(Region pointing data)
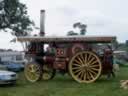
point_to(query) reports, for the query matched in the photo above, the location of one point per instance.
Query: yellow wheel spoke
(92, 71)
(76, 65)
(85, 60)
(94, 66)
(91, 60)
(77, 61)
(79, 74)
(89, 57)
(76, 68)
(95, 69)
(76, 71)
(80, 60)
(91, 75)
(94, 62)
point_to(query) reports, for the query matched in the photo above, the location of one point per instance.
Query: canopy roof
(48, 39)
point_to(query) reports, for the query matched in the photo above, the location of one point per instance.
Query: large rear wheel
(85, 67)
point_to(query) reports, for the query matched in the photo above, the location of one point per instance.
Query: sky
(103, 17)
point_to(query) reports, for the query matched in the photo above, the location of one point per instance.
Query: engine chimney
(42, 22)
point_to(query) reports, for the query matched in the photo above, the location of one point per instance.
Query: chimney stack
(42, 22)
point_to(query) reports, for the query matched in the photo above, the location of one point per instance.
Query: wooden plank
(48, 39)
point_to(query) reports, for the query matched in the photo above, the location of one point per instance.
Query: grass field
(66, 86)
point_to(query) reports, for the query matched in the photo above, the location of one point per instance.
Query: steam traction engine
(84, 58)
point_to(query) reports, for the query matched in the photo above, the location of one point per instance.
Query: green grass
(66, 86)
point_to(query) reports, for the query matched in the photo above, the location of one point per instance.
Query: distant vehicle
(7, 77)
(14, 67)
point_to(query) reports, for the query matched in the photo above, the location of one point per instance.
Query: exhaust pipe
(42, 22)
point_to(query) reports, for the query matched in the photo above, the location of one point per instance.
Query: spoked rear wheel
(85, 67)
(33, 72)
(48, 73)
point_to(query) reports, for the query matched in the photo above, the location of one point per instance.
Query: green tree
(13, 15)
(82, 28)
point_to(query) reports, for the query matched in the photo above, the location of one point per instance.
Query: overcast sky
(103, 17)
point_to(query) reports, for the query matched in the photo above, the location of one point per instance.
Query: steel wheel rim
(85, 67)
(32, 72)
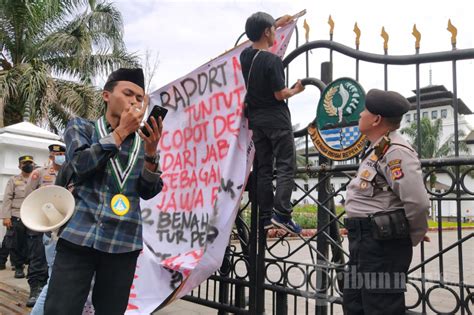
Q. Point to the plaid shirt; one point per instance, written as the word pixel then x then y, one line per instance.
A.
pixel 93 223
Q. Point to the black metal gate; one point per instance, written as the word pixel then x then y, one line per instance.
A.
pixel 302 275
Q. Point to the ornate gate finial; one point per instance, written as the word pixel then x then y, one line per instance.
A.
pixel 357 32
pixel 306 28
pixel 385 39
pixel 454 32
pixel 331 24
pixel 417 35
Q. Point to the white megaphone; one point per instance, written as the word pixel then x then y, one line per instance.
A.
pixel 47 208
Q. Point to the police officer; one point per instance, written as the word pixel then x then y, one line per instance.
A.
pixel 47 175
pixel 16 236
pixel 43 244
pixel 387 207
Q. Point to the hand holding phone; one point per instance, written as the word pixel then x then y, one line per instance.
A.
pixel 156 112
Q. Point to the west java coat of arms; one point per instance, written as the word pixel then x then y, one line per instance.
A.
pixel 334 131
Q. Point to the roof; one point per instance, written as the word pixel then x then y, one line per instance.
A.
pixel 470 138
pixel 28 129
pixel 435 96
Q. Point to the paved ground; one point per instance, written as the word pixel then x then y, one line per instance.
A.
pixel 441 299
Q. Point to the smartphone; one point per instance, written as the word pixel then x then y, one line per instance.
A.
pixel 156 112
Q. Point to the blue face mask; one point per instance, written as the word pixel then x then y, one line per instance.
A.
pixel 59 159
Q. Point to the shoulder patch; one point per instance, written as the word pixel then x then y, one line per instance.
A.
pixel 397 172
pixel 394 162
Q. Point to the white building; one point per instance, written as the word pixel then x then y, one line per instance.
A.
pixel 22 139
pixel 435 102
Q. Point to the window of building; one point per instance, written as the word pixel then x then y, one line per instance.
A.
pixel 444 113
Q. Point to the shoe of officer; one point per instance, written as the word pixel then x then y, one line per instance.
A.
pixel 267 224
pixel 19 273
pixel 286 224
pixel 34 294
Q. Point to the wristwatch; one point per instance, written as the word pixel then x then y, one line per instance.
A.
pixel 155 159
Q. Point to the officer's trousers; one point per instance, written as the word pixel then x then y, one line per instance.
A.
pixel 375 280
pixel 4 252
pixel 17 240
pixel 28 248
pixel 275 146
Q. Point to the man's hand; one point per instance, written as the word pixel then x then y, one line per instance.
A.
pixel 154 131
pixel 131 119
pixel 284 20
pixel 299 87
pixel 7 222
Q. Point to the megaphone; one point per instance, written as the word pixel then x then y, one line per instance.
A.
pixel 47 208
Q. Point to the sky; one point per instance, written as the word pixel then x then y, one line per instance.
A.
pixel 184 34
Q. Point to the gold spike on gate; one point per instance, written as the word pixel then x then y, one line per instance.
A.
pixel 417 35
pixel 385 37
pixel 306 28
pixel 357 32
pixel 331 24
pixel 454 32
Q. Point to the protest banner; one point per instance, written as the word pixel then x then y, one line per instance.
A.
pixel 206 154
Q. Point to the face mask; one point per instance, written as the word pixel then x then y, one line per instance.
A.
pixel 27 168
pixel 59 159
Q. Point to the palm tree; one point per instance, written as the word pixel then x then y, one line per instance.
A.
pixel 50 51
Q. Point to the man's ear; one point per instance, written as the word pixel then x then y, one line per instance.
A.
pixel 106 95
pixel 267 31
pixel 377 121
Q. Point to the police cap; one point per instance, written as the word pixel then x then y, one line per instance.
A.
pixel 25 158
pixel 56 148
pixel 386 103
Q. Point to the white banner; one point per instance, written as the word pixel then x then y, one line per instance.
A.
pixel 206 154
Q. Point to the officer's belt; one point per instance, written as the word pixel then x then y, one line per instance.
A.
pixel 357 223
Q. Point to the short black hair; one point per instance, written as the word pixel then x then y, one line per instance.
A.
pixel 256 24
pixel 109 86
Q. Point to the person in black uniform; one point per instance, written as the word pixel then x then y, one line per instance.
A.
pixel 387 209
pixel 27 245
pixel 270 120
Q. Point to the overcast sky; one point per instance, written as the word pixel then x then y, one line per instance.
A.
pixel 188 33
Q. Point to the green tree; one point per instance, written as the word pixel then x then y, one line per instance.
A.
pixel 50 50
pixel 431 146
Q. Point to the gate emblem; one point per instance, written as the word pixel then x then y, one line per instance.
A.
pixel 335 131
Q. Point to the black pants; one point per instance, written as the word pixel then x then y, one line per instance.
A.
pixel 374 282
pixel 4 252
pixel 275 145
pixel 27 247
pixel 72 274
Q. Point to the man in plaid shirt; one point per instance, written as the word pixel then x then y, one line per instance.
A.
pixel 114 165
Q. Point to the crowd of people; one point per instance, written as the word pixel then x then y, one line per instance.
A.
pixel 386 203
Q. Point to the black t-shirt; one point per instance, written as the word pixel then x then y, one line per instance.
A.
pixel 267 77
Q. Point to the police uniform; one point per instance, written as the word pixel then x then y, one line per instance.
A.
pixel 15 237
pixel 42 244
pixel 387 207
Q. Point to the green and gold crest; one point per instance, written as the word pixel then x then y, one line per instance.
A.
pixel 335 131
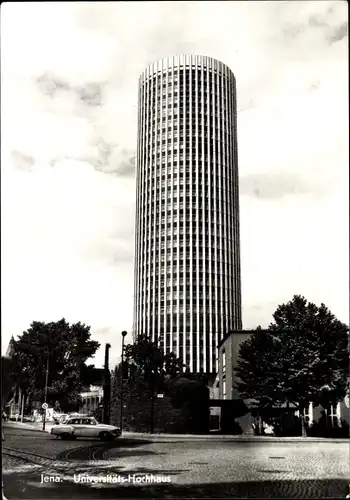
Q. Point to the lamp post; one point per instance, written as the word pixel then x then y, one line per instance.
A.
pixel 106 387
pixel 124 334
pixel 45 392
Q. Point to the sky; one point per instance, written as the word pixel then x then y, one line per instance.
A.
pixel 69 77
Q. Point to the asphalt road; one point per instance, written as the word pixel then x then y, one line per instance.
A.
pixel 200 469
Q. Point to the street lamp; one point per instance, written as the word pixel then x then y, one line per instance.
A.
pixel 49 352
pixel 124 334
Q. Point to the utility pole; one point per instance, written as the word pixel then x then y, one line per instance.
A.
pixel 45 393
pixel 124 334
pixel 106 387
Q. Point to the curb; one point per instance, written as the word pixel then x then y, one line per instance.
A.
pixel 237 439
pixel 27 427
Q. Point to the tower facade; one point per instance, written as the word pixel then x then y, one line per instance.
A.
pixel 187 257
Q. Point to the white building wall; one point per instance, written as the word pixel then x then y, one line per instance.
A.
pixel 187 255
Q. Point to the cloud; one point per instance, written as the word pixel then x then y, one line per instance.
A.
pixel 69 123
pixel 278 185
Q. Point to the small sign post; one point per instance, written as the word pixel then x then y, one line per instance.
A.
pixel 44 406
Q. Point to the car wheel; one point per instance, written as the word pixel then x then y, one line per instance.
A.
pixel 65 436
pixel 105 436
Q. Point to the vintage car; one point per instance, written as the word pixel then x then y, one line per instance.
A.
pixel 86 427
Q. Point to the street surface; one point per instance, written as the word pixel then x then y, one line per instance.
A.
pixel 43 467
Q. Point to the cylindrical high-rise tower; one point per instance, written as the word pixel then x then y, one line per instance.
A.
pixel 187 256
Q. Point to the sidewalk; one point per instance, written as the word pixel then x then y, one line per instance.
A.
pixel 244 438
pixel 30 426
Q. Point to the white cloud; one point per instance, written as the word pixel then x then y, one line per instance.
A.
pixel 67 227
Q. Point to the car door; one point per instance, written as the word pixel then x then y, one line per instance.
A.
pixel 77 426
pixel 88 427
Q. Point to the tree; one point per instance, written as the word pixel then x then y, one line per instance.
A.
pixel 153 365
pixel 302 357
pixel 59 351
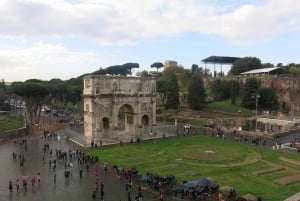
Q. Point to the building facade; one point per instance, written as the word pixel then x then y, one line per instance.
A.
pixel 117 108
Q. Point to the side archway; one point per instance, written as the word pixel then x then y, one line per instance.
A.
pixel 126 118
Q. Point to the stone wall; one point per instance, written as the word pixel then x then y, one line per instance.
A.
pixel 287 89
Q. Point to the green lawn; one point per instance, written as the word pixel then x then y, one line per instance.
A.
pixel 227 107
pixel 190 158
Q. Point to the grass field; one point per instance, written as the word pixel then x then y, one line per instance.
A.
pixel 8 122
pixel 225 162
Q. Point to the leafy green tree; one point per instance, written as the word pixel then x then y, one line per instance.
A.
pixel 182 75
pixel 196 92
pixel 195 68
pixel 173 93
pixel 163 87
pixel 268 99
pixel 250 91
pixel 234 91
pixel 34 93
pixel 157 65
pixel 221 89
pixel 245 64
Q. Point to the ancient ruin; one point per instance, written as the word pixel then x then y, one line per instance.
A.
pixel 117 108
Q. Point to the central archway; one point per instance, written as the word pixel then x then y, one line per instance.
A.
pixel 126 119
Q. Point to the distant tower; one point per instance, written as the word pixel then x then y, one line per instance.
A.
pixel 170 63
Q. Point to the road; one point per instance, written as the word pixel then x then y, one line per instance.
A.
pixel 65 189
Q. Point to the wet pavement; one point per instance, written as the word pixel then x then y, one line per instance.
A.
pixel 65 189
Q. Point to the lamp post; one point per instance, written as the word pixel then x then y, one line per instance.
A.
pixel 257 96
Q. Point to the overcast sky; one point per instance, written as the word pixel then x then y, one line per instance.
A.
pixel 45 39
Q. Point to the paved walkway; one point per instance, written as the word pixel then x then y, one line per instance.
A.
pixel 65 189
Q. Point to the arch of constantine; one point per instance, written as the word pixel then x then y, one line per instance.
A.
pixel 117 108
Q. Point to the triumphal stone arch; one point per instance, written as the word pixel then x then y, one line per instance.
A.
pixel 118 108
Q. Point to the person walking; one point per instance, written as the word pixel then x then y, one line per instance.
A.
pixel 80 173
pixel 161 196
pixel 17 185
pixel 10 187
pixel 102 195
pixel 54 178
pixel 39 177
pixel 32 182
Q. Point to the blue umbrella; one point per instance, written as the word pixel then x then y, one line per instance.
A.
pixel 190 185
pixel 144 178
pixel 205 181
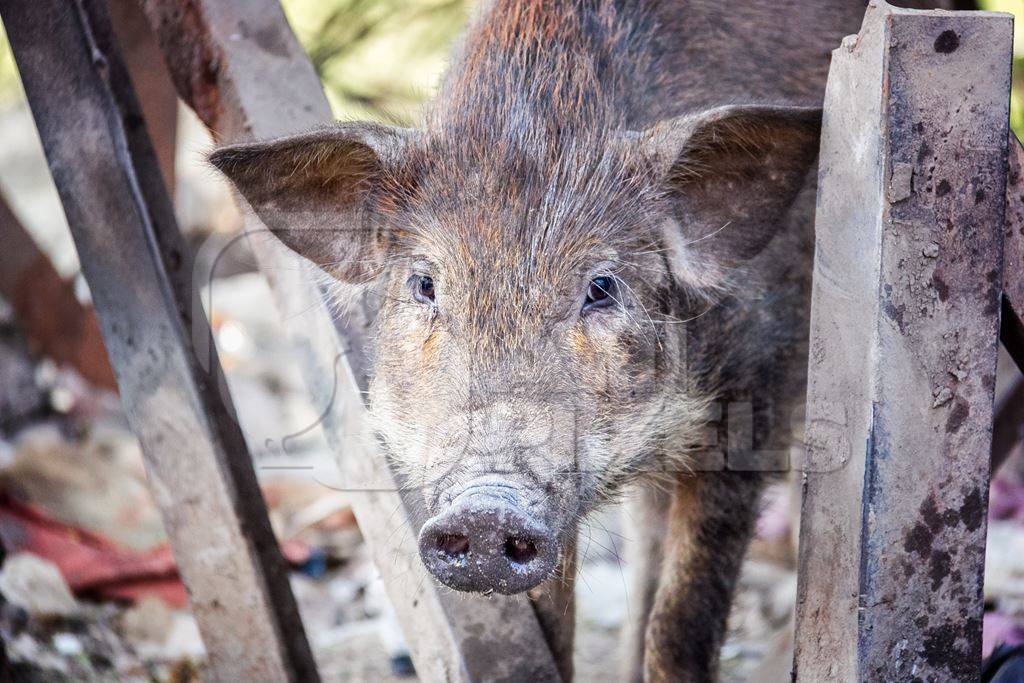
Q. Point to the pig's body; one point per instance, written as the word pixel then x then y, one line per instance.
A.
pixel 602 232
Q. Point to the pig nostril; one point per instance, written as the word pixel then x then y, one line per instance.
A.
pixel 520 551
pixel 453 544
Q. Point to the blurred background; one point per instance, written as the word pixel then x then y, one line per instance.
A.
pixel 89 590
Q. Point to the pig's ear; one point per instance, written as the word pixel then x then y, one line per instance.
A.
pixel 729 175
pixel 322 193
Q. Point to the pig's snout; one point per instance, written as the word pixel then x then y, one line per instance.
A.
pixel 484 542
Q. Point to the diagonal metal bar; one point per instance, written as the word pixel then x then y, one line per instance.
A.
pixel 905 313
pixel 138 270
pixel 239 66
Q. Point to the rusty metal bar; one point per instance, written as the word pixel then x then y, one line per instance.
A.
pixel 56 325
pixel 239 66
pixel 1012 331
pixel 907 282
pixel 138 270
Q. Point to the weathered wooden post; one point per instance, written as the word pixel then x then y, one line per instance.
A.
pixel 138 270
pixel 239 66
pixel 907 285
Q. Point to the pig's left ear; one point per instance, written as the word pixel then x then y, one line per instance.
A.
pixel 324 193
pixel 729 175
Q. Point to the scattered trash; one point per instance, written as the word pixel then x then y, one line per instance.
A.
pixel 36 586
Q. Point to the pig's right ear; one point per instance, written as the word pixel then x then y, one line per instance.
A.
pixel 321 193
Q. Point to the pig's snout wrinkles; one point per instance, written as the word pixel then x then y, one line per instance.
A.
pixel 485 542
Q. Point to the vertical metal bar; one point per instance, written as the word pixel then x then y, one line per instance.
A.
pixel 239 66
pixel 1012 331
pixel 904 329
pixel 138 271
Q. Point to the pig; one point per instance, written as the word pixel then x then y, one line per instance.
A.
pixel 600 235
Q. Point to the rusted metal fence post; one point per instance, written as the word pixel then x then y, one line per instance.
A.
pixel 239 66
pixel 1012 331
pixel 907 284
pixel 138 270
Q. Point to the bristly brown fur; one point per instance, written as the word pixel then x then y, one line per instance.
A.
pixel 663 144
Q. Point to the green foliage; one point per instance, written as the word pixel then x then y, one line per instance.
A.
pixel 378 58
pixel 382 58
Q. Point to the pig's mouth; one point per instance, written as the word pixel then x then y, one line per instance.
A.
pixel 485 541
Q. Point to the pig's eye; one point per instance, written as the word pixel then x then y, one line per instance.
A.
pixel 425 289
pixel 600 293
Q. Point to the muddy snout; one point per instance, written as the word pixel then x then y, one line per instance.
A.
pixel 484 541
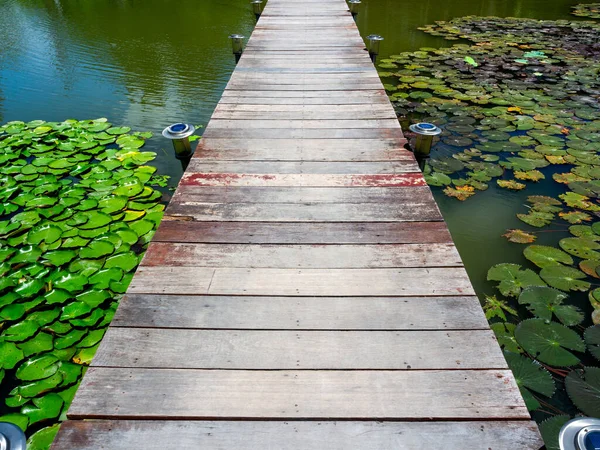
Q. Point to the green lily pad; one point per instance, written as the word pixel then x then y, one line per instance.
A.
pixel 513 279
pixel 583 387
pixel 42 439
pixel 592 340
pixel 43 408
pixel 11 355
pixel 543 302
pixel 549 342
pixel 580 247
pixel 565 278
pixel 38 368
pixel 544 256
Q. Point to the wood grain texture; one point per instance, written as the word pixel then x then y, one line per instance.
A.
pixel 300 313
pixel 301 282
pixel 180 229
pixel 316 394
pixel 301 256
pixel 289 350
pixel 296 435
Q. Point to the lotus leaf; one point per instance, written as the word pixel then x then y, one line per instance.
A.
pixel 46 407
pixel 583 387
pixel 550 429
pixel 513 279
pixel 530 376
pixel 543 302
pixel 519 236
pixel 71 282
pixel 580 247
pixel 20 331
pixel 11 355
pixel 41 439
pixel 549 342
pixel 40 343
pixel 565 278
pixel 592 340
pixel 544 256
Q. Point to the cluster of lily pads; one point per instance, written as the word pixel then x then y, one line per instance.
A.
pixel 76 213
pixel 521 104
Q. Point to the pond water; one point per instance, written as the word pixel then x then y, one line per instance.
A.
pixel 153 62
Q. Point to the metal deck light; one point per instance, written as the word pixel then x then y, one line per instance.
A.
pixel 374 42
pixel 354 5
pixel 580 434
pixel 237 45
pixel 425 133
pixel 179 134
pixel 257 8
pixel 11 437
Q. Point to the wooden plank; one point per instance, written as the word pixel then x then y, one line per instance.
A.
pixel 173 348
pixel 315 394
pixel 385 195
pixel 178 229
pixel 309 212
pixel 296 435
pixel 198 165
pixel 306 133
pixel 302 256
pixel 302 282
pixel 303 180
pixel 300 313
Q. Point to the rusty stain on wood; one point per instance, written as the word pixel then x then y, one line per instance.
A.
pixel 302 271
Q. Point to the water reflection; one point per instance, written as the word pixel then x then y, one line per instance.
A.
pixel 144 63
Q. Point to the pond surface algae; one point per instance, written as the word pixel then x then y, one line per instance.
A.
pixel 302 291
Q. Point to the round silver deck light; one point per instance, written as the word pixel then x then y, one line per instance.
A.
pixel 582 433
pixel 257 8
pixel 11 437
pixel 179 134
pixel 237 45
pixel 374 43
pixel 354 6
pixel 425 133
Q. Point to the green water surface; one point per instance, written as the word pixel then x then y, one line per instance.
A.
pixel 149 63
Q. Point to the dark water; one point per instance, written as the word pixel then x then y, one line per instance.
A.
pixel 148 63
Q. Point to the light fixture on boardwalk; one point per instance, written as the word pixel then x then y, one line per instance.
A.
pixel 582 433
pixel 374 42
pixel 11 437
pixel 179 134
pixel 354 5
pixel 257 8
pixel 237 45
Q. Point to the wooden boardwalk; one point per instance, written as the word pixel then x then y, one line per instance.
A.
pixel 303 291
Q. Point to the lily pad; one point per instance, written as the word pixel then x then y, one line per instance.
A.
pixel 583 387
pixel 549 342
pixel 565 278
pixel 544 256
pixel 543 302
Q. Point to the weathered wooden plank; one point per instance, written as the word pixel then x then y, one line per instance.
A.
pixel 177 229
pixel 296 435
pixel 302 256
pixel 210 194
pixel 309 212
pixel 408 282
pixel 315 394
pixel 290 350
pixel 198 165
pixel 300 313
pixel 306 133
pixel 303 180
pixel 301 150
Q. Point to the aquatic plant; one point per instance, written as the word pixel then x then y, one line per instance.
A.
pixel 519 105
pixel 76 212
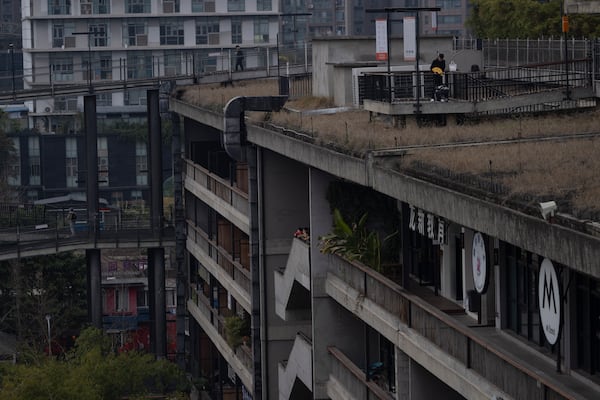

* Task details: Give the number of lines in the entries that contain the word "mask", without any other words.

* Answer to this problem: 2